**GESTELLTE AUFGABE 1**
An wen wird die Sache laut der Gerichtsentscheidung im Umfang der Aufhebung zurückverwiesen?
**GESTELLTE AUFGABE 2**
Prüfe anhand der Gerichtsentscheidung, ob die folgenden Aussagen zutreffen. Antworte jeweils mit Ja oder Nein und zitiere die entscheidenden Worte wörtlich.
(a) Die weitergehende Revision wird als unbegründet verworfen.
(b) Die Einzelstrafe im Fall 10 der Urteilsgründe wird aufgehoben.
(c) Der Angeklagte ist des verbotenen Handeltreibens mit Cannabis in vier Fällen schuldig.
**GESTELLTE AUFGABE 3**
Führe die Gerichtsentscheidung zur Revision gegen das Urteil des Landgerichts München II nach ihrem letzten Satz weiter.

**DOKUMENT**
☆ ☆ ☆ ☆ ☆

Verfahrensgang
LG München II (Entscheidung vom 13.11.2023; Aktenzeichen 2 KLs 48 Js 25996/22) |
Tenor
1. Auf die Revision des Angeklagten wird das Urteil des Landgerichts München II vom 13. November 2023
a) im Schuldspruch dahin geändert, dass der Angeklagte des Handeltreibens mit Betäubungsmitteln in nicht geringer Menge in vier Fällen, davon in zwei Fällen in Tateinheit mit verbotenem Handeltreiben mit Cannabis und mit unerlaubtem Handeltreiben mit verschreibungspflichtigen Arzneimitteln, davon wiederum in einem Fall in weiterer Tateinheit mit unerlaubtem Handeltreiben mit neuen psychoaktiven Stoffen, sowie in einem weiteren Fall in Tateinheit mit Anstiftung zur Einfuhr von Betäubungsmitteln in nicht geringer Menge, des Handeltreibens von Betäubungsmitteln in Tateinheit mit verbotenem Handeltreiben mit Cannabis und mit unerlaubtem Handeltreiben mit verschreibungspflichtigen Arzneimitteln, des verbotenen Handeltreibens mit Cannabis in vier Fällen, davon in einem Fall in Tateinheit mit Anstiftung zur verbotenen Einfuhr von Cannabis, sowie des unerlaubten Handeltreibens mit verschreibungspflichtigen Arzneimitteln in drei Fällen schuldig ist,
b) bezüglich der Einzelstrafen in den Fällen 6.1, 6.2, 8, 9 und 11 der Urteilsgründe sowie im Ausspruch über die Gesamtstrafe aufgehoben.
2. Die weitergehende Revision wird als unbegründet verworfen.
3. Im Umfang der Aufhebung wird die Sache zu neuer Verhandlung und Entscheidung, auch über die Kosten des Rechtsmittels, an eine andere Strafkammer des Landgerichts zurückverwiesen.

☆ ☆ ☆ ☆ ☆

**Datensätze mit Koordinatenannotationen**

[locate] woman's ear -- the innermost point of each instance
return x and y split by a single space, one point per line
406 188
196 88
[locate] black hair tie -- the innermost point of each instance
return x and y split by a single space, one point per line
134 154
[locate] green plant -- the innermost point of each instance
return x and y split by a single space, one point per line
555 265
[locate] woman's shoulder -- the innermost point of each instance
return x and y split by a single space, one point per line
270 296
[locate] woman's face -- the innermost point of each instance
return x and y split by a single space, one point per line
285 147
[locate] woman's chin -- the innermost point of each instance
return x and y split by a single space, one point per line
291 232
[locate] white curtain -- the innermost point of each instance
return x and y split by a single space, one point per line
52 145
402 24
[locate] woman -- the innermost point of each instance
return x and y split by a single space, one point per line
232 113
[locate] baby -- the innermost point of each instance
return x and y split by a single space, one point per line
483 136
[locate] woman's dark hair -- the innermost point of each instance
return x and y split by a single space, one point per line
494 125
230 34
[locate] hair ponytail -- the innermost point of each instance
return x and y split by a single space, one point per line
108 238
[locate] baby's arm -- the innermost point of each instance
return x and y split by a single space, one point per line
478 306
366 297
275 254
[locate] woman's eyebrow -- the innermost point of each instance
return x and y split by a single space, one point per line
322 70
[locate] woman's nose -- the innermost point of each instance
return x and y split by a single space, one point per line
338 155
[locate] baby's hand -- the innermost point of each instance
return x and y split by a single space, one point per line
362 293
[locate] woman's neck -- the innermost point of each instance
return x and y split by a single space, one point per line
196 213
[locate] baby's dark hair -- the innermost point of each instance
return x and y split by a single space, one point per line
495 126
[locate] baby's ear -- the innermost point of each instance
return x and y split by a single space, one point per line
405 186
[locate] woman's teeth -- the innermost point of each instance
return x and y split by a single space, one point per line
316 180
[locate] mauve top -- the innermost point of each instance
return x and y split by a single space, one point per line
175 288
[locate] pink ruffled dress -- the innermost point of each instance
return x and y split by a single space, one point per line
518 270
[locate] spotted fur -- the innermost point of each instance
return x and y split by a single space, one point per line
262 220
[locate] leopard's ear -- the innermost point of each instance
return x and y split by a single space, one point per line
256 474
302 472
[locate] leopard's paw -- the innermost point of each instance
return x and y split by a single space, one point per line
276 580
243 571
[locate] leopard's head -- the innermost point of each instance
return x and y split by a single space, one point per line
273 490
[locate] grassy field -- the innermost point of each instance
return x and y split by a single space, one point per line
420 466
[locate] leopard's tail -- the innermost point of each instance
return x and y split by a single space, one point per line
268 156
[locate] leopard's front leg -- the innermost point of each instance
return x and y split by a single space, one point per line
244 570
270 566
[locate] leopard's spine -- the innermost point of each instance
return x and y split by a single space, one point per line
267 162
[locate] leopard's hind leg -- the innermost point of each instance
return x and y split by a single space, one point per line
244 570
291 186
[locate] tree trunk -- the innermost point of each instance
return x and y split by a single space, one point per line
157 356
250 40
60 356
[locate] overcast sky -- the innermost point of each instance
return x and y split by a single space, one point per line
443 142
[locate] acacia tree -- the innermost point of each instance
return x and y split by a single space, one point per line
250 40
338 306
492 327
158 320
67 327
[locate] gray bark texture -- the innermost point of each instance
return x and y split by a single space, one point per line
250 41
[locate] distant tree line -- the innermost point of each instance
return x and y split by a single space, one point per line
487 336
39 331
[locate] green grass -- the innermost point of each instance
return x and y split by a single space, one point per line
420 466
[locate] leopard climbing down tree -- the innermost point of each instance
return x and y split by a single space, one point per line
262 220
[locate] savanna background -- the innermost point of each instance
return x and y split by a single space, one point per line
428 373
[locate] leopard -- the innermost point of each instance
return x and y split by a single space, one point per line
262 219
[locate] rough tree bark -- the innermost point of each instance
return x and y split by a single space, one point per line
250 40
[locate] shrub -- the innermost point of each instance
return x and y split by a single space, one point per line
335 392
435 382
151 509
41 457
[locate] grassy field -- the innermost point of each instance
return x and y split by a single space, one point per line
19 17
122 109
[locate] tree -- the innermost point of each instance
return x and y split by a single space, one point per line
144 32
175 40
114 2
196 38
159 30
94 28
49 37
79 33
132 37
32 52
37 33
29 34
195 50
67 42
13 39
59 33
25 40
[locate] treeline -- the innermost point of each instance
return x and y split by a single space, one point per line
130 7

☆ ☆ ☆ ☆ ☆

**AUFGABENERGEBNIS 1**
An eine andere Strafkammer des Landgerichts.

**AUFGABENERGEBNIS 2**
(a) Ja: „Die weitergehende Revision wird als unbegründet verworfen.“
(b) Nein: „bezüglich der Einzelstrafen in den Fällen 6.1, 6.2, 8, 9 und 11 der Urteilsgründe“
(c) Ja: „des verbotenen Handeltreibens mit Cannabis in vier Fällen“

**AUFGABENERGEBNIS 3**
Gründe
Rz. 1
Das Landgericht hat den Angeklagten wegen Handeltreibens mit Betäubungsmitteln in nicht geringer Menge in neun Fällen, davon in drei Fällen in Tateinheit mit unerlaubtem Handeltreiben mit Arzneimitteln, davon wiederum in einem Fall in weiterer Tateinheit mit unerlaubtem Handeltreiben mit neuen psychoaktiven Stoffen, und in zwei weiteren Fällen in Tateinheit mit Einfuhr von Betäubungsmitteln in nicht geringer Menge, sowie wegen unerlaubten Handeltreibens mit Arzneimitteln in drei Fällen zu einer Gesamtfreiheitsstrafe von sieben Jahren und acht Monaten verurteilt; daneben hat es gegen den Angeklagten die Einziehung des Wertes von Taterträgen in Höhe von 160.390 € angeordnet. Die gegen seine Verurteilung gerichtete Revision des Angeklagten, mit der er die Verletzung materiellen Rechts beanstandet, hat den aus der Beschlussformel ersichtlichen Erfolg (§ 349 Abs. 4 StPO); im Übrigen ist das Rechtsmittel unbegründet (§ 349 Abs. 2 StPO).
Rz. 2
1. Der Schuldspruch bedarf der aus der Beschlussformel ersichtlichen Änderung:
Rz. 3
a) In den Fällen 6.2, 8, 9 und 11 der Urteilsgründe bezog sich das Handeltreiben des Angeklagten allein auf Marihuana und Haschisch. Damit ist der Schuldspruch insoweit an das am 1. April 2024 in Kraft getretene Gesetz zum kontrollierten Umgang mit Cannabis und zur Änderung weiterer Vorschriften vom 27. März 2024 anzupassen (§ 2 Abs. 3 StGB iVm § 354a StPO; § 34 Abs. 1 Nr. 4, § 2 Abs. 1 Nr. 4, § 1 Nr. 4, 5 KCanG; BGH, Beschlüsse von 23. April 2024 - 5 StR 153/24 Rn. 3 f. und vom 18. April 2024 - 1 StR 106/24 Rn. 4 f.).
Rz. 4
b) In den Fällen 1 und 7 der Urteilsgründe ist im Schuldspruch ebenfalls aufgrund der Neuregelung zu erfassen, dass der Angeklagte neben Kokain, Heroin, Ecstasy-Tabletten u.a. Marihuana und Haschisch zum Verkauf anbot sowie gewinnbringend weiterveräußerte.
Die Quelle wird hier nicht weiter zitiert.